-- Opening Marker --
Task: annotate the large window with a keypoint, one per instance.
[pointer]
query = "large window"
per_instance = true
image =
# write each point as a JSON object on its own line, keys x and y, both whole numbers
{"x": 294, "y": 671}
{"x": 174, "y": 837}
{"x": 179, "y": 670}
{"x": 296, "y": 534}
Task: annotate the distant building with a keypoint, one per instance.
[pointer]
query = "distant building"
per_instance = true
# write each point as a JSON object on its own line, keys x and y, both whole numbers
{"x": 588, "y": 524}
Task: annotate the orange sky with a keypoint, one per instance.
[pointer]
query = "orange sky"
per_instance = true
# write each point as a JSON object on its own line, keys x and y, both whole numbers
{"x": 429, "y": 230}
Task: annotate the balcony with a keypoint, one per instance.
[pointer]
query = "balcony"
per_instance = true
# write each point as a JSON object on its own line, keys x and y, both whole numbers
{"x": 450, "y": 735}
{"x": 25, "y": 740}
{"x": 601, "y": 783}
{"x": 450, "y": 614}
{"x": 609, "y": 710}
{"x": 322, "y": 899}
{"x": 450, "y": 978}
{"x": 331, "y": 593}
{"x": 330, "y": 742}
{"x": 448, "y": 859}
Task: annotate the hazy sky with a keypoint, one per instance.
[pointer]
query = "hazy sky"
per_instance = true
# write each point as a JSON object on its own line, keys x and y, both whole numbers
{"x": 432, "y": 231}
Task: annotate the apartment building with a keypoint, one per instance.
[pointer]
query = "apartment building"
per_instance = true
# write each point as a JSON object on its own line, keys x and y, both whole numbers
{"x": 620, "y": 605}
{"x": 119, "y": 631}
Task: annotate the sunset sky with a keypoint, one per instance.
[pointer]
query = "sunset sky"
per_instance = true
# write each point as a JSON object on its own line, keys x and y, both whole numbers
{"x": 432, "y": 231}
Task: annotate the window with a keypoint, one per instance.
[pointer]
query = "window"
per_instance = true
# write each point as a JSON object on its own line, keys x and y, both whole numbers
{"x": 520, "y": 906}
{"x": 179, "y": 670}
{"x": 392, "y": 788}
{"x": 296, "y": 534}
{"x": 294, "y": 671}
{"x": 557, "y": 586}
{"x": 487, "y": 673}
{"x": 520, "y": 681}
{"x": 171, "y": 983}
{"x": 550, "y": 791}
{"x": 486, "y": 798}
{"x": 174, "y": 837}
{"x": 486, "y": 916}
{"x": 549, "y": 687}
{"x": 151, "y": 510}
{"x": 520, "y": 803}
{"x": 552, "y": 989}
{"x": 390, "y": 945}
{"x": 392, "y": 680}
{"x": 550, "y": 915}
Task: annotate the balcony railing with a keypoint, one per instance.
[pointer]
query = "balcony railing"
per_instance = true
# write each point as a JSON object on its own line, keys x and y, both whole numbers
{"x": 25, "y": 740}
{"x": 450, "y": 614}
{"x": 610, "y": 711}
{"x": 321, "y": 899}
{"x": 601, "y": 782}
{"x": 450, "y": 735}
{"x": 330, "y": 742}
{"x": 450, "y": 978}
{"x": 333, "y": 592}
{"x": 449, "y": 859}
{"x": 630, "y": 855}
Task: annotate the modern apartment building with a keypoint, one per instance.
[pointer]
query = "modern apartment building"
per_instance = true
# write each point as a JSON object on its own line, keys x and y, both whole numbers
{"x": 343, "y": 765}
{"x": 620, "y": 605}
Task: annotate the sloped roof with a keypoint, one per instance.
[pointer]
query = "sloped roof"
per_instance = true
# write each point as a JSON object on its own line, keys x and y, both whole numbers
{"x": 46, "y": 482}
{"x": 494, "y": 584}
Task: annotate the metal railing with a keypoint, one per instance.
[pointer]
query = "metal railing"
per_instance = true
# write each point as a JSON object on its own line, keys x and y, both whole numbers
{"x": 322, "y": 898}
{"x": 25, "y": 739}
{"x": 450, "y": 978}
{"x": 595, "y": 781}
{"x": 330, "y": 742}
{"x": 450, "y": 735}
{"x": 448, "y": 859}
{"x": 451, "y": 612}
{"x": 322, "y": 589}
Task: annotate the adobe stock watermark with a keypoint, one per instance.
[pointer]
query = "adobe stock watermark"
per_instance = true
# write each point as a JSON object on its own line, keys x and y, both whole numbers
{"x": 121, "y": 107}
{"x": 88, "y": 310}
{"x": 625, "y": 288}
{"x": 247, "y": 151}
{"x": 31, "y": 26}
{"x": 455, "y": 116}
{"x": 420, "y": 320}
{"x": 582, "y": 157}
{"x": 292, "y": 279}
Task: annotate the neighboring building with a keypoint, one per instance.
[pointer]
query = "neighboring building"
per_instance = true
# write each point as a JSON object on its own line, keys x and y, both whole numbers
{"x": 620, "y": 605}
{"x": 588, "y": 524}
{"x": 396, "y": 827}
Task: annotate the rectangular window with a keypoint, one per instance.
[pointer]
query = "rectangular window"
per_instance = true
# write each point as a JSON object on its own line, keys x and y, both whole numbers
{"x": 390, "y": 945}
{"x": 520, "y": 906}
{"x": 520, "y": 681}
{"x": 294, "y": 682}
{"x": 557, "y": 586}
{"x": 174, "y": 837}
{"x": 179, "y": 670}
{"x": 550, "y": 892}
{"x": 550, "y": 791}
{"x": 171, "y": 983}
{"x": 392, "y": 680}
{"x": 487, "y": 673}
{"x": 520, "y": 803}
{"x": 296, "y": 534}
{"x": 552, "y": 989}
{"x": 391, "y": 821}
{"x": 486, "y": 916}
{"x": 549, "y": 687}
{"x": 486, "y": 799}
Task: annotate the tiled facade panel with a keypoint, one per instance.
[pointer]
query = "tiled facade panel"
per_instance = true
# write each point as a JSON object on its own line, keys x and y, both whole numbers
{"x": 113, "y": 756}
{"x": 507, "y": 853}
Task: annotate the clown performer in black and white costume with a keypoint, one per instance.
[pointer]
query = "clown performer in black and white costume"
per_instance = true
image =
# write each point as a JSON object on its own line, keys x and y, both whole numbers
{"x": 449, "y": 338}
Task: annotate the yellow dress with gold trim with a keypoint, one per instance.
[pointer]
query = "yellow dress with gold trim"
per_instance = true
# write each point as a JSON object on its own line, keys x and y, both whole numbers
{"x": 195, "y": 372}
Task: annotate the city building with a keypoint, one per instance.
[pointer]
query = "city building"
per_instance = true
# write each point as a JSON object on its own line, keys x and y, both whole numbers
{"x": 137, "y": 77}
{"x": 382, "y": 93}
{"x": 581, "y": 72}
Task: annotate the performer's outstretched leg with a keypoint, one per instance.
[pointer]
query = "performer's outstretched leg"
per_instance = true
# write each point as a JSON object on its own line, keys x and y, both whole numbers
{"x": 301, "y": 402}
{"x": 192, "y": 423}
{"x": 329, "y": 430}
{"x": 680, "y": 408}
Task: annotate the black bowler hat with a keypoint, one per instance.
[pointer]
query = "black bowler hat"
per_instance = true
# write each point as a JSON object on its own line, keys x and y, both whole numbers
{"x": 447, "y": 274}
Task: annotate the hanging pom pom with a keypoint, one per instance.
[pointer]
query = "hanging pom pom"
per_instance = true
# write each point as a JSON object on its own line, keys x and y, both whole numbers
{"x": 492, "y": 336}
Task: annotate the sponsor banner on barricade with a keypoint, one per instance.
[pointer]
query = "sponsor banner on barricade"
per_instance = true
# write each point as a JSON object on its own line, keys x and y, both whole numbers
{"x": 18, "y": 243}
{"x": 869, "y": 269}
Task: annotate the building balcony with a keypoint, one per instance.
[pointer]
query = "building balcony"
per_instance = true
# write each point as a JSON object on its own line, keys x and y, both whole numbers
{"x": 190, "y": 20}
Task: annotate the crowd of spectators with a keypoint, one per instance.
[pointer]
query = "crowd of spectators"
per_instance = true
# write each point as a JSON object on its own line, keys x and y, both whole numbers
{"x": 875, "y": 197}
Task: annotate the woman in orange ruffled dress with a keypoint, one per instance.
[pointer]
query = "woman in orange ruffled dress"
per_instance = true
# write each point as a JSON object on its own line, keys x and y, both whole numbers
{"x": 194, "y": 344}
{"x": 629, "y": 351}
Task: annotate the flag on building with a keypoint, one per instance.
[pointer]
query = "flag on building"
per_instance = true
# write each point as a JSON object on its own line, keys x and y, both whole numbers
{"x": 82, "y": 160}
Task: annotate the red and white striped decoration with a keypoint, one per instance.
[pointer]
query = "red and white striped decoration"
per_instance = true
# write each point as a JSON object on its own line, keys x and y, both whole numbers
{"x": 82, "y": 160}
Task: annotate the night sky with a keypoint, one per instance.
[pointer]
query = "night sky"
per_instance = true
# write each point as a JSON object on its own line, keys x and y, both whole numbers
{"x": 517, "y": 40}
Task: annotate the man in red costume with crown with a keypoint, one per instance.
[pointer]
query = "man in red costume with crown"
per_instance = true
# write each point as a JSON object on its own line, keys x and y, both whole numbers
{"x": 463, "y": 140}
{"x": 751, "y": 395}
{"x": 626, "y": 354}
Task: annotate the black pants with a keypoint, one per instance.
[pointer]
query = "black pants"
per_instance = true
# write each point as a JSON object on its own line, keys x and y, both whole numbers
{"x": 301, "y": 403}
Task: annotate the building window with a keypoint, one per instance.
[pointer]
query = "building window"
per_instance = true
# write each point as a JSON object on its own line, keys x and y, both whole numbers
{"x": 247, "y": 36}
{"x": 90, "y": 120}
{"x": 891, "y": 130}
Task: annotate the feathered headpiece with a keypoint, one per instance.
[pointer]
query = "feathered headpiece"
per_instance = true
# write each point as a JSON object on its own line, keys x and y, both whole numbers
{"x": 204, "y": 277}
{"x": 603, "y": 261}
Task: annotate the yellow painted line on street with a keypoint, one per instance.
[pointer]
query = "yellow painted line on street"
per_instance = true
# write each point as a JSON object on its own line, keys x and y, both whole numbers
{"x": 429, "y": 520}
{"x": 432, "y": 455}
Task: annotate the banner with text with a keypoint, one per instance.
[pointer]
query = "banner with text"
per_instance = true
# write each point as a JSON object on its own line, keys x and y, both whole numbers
-- Closing Marker --
• About this task:
For the data above, give the number of lines in which the word "text" appears, and nothing more.

• Output of the exercise:
2